Bloc de texte ::
******

2.2.3.2.2.La construction simultanée des options et des paires d’options

La construction simultanée des options et des paires d’options est la méthode la plus couramment utilisée par les bureaux d’étude car elle présente deux avantages importants :

Elle peut donc facilement être mise en œuvre en limitant les risques de biais liés à la non-orthogonalité des options.

C’est la méthode que nous avons choisie d’appliquer, avec l’assistance de Sylvie Gayda (bureau d’études STRATEC). Nous signalons à ce propos que nous avons utilisé une table de Taguchi (fournie par STRATEC). Dans notre cas, le nombre d’attributs est de 3 (prix, durée de validité du titre, lieu d’achat), avec un attribut à 3 niveaux (prix) et 2 attributs à 2 niveaux (durée de validité et lieu d’achat), sauf pour les utilisateurs de tickets unité, cas que nous traiterons ensuite, soit 3*2*2 = 12 options, et 66 possibilités de paires. Afin de construire les options et de les combiner simultanément par paire, nous avons utilisé un plan à 6 attributs dont 2 à 3 niveaux et 4 à 2 niveaux, donc multiplié le nombre d’attributs par 2 (pour former les paires).

Nous avons décidé de ne présenter à chaque répondant que deux alternatives en terme de titres : le titre Fidélité et le titre qu’il utilise actuellement (abonnement ou carnet de 10 tickets ou ticket unité). Cette solution présente en effet l’avantage de diminuer la probabilité que la propriété d’indépendance des alternatives non pertinentes (IIA) soit violée : en effet, en proposant trois alternatives en terme de titres au lieu de deux, il y a des chances plus importantes que des facteurs non observés soient communs à deux alternatives (notamment entre le carnet de 10 tickets et le titre Fidélité), ce qui remet en cause l’hypothèse d’indépendance de ces facteurs, et conduit à la violation de la propriété d’IIA, qui requiert le recours à des modèles plus complexes que le modèle LOGIT multinomial. Dans notre cas, avec deux alternatives, cet effet est neutralisé.

Remarque : Nous avons au départ hésité entre deux solutions concernant les prix :

Soit mélanger abonnement et titre Fidélité, et alors créer deux variables de prix à 4 niveaux (2 niveaux pour Fidélité et deux niveaux pour l’abonnement).

Soit séparer l’abonnement et le titre Fidélité, chacun étant représenté par une variable de prix à 3 niveaux.

Nous avons finalement choisi la seconde solution car elle présentait l’avantage de permettre de mieux estimer la constante associée au titre Fidélité, et d’avoir plus de niveaux de prix, ce qui est toujours mieux pour caler les coefficients.

******

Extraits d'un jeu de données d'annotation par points
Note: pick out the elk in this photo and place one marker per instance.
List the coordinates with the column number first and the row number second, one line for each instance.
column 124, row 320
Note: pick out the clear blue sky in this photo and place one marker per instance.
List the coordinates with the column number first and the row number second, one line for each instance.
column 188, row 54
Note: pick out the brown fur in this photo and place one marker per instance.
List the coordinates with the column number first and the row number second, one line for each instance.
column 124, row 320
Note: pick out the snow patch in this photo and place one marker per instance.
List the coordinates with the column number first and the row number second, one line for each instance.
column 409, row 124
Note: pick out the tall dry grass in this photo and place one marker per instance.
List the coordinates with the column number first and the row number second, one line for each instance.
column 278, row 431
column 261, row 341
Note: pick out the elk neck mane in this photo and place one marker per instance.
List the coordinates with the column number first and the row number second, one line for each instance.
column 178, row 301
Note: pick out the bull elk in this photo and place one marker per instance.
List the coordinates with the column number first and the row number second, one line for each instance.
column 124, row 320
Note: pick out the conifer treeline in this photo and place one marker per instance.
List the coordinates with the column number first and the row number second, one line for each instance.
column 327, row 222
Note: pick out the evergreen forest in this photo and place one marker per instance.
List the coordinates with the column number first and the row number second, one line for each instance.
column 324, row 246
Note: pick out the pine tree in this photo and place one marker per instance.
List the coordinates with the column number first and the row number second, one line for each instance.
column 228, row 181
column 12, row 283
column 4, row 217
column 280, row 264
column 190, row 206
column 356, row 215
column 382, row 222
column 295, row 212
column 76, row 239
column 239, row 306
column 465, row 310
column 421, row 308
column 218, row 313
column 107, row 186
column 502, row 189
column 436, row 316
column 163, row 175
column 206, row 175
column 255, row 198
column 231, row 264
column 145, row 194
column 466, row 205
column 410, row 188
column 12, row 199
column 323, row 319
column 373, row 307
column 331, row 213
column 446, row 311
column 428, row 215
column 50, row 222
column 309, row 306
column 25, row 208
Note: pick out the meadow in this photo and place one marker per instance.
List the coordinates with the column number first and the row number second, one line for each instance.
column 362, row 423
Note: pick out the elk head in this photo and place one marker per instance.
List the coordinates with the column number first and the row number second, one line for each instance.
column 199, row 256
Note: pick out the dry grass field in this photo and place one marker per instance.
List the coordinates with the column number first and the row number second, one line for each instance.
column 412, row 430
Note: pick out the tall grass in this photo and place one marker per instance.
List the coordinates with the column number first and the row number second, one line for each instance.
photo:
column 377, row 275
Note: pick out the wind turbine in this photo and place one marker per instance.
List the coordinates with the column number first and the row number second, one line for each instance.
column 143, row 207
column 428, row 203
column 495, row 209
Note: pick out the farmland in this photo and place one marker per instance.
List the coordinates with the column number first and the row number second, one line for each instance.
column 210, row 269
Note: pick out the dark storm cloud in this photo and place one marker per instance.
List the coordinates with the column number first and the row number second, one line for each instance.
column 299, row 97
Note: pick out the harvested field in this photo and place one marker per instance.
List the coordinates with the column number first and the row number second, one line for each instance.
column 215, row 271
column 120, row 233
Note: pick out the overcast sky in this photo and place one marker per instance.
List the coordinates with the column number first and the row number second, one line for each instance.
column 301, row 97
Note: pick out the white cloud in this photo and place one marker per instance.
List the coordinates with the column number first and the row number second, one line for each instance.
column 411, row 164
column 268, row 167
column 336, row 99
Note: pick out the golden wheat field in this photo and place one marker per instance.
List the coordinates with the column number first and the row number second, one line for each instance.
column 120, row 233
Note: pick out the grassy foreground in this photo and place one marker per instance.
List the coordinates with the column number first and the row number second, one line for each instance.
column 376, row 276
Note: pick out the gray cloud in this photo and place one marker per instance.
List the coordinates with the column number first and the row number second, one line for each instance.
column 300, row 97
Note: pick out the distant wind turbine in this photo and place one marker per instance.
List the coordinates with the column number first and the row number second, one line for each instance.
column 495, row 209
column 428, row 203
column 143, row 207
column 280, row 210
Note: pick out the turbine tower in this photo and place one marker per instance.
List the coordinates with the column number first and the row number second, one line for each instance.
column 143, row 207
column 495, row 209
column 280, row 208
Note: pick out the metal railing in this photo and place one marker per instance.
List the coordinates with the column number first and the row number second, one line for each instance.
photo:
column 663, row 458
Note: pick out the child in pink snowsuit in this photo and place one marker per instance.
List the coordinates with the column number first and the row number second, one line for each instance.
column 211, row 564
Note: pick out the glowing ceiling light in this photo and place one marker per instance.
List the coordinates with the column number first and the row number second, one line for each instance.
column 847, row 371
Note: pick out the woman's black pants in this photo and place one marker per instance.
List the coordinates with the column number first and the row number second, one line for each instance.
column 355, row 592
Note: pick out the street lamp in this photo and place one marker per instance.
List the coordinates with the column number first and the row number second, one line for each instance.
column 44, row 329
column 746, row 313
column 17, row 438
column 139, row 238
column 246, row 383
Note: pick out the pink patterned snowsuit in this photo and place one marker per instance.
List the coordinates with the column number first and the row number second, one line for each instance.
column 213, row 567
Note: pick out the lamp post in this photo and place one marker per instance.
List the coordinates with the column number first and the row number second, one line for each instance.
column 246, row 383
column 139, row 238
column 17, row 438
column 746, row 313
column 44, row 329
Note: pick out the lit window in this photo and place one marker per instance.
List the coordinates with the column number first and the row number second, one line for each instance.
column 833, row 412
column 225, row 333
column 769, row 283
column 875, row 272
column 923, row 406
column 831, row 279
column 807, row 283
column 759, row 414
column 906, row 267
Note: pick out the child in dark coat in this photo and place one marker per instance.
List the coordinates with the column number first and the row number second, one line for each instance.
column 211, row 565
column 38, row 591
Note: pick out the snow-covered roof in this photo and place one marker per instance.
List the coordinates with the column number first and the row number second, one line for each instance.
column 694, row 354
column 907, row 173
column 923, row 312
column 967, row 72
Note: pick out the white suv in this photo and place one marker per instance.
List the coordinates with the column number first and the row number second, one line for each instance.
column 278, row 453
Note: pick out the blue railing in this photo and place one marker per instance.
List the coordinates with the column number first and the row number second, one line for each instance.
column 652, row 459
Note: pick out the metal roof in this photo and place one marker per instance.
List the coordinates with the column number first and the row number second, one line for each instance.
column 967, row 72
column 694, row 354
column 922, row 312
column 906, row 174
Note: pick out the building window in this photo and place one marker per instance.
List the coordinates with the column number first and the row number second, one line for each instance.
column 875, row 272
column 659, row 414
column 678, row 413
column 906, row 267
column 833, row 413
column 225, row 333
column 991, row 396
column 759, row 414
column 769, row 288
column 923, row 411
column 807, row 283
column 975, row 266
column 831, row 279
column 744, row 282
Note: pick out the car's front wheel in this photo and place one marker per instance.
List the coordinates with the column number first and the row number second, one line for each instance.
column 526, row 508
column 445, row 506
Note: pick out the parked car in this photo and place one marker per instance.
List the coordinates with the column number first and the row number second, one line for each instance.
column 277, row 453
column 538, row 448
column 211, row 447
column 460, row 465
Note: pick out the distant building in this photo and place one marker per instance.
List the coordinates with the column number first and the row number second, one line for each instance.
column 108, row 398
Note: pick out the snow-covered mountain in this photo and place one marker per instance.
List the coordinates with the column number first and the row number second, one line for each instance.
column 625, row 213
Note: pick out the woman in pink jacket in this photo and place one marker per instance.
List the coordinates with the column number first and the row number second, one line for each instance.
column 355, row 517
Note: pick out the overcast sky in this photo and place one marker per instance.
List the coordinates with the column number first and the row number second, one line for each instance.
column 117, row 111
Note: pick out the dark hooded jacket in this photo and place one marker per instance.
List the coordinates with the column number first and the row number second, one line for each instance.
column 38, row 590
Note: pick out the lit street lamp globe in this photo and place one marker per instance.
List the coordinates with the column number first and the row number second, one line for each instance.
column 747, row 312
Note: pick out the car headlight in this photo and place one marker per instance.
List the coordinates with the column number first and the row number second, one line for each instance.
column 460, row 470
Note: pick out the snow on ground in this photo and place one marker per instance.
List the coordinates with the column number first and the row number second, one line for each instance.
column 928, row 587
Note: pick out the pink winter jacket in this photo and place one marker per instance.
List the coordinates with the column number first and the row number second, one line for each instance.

******

Exercice proposé :: Selon le texte sur la construction des options, quels sont les trois attributs retenus ?

Solution proposée :: Le prix, la durée de validité du titre et le lieu d'achat.